* Begin Records supplied *
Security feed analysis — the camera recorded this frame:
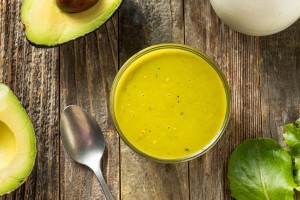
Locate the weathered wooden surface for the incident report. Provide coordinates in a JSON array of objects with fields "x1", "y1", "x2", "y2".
[{"x1": 0, "y1": 0, "x2": 300, "y2": 200}]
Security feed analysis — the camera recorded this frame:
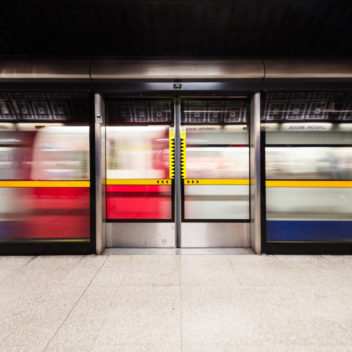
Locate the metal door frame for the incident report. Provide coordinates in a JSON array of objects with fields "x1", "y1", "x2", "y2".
[{"x1": 95, "y1": 92, "x2": 262, "y2": 253}]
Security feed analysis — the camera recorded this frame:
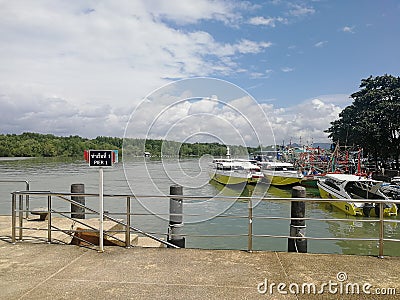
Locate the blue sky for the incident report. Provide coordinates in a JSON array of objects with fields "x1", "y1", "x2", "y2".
[{"x1": 0, "y1": 0, "x2": 400, "y2": 143}]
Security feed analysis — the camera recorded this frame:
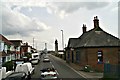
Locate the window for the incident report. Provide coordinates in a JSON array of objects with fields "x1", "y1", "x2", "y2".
[{"x1": 97, "y1": 51, "x2": 103, "y2": 64}]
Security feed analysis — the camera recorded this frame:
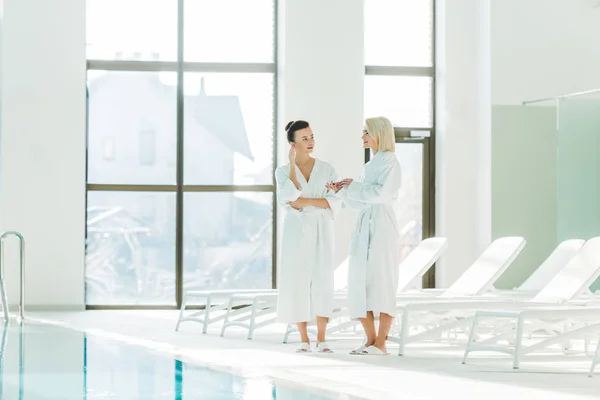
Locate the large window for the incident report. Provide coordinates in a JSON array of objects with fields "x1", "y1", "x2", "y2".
[
  {"x1": 85, "y1": 0, "x2": 276, "y2": 307},
  {"x1": 364, "y1": 0, "x2": 435, "y2": 287}
]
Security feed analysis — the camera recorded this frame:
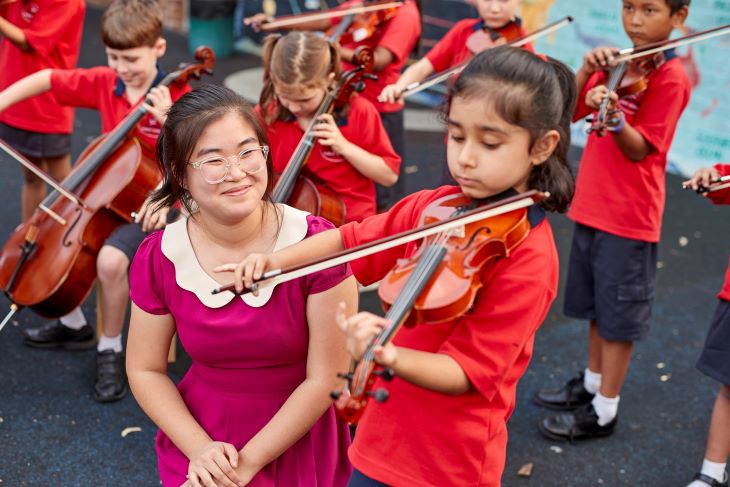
* End Records supplied *
__Instruction__:
Pick out each line of the listing above that contains the string "array", treating uppercase and lowercase as different, and copy those lines.

__Output of the task__:
Locate the weathered wooden surface for the incident report. Provide coordinates in a JSON array of objects with fields "x1", "y1", "x2", "y2".
Locate the metal door frame for the incident report. Provide coordinates in a JSON array of objects with fields "x1", "y1", "x2", "y2".
Locate the blue sky for the incident report. Provide coordinates in a JSON array of objects with fields "x1", "y1", "x2", "y2".
Locate the window for the incident report. Provide coordinates in a JSON array of objects with fields "x1", "y1", "x2", "y2".
Locate the large window for the incident report. Provide coordinates in a JSON array of objects with fields "x1", "y1", "x2", "y2".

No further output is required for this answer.